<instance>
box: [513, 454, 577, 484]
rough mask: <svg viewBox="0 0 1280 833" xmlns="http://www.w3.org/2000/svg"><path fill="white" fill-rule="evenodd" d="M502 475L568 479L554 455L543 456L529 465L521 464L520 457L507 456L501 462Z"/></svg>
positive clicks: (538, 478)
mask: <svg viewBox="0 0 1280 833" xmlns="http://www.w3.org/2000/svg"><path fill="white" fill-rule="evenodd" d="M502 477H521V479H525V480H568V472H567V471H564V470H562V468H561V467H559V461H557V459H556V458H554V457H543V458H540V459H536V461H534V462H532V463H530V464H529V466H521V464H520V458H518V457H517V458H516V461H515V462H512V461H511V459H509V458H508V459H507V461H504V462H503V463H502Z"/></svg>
____________________
Convert the lines of the records above into a Markdown table with the columns "Row" and "Text". Give each line its own row, numbered in order, and leave out blank lines.

▶ _WRITTEN SOLUTION_:
| Row | Text |
|---|---|
| 1 | <instance> |
| 2 | box: [513, 454, 577, 484] |
| 3 | rough mask: <svg viewBox="0 0 1280 833" xmlns="http://www.w3.org/2000/svg"><path fill="white" fill-rule="evenodd" d="M502 475L568 479L554 455L543 456L529 465L521 464L520 457L507 456L501 462Z"/></svg> |
| 4 | positive clicks: (538, 478) |
| 5 | mask: <svg viewBox="0 0 1280 833" xmlns="http://www.w3.org/2000/svg"><path fill="white" fill-rule="evenodd" d="M502 477H521V479H525V480H568V472H567V471H564V470H562V468H561V467H559V461H557V459H556V458H554V457H543V458H540V459H536V461H534V462H532V463H530V464H529V466H521V464H520V458H518V457H517V458H516V461H515V462H512V461H511V459H509V458H508V459H507V461H504V462H503V463H502Z"/></svg> |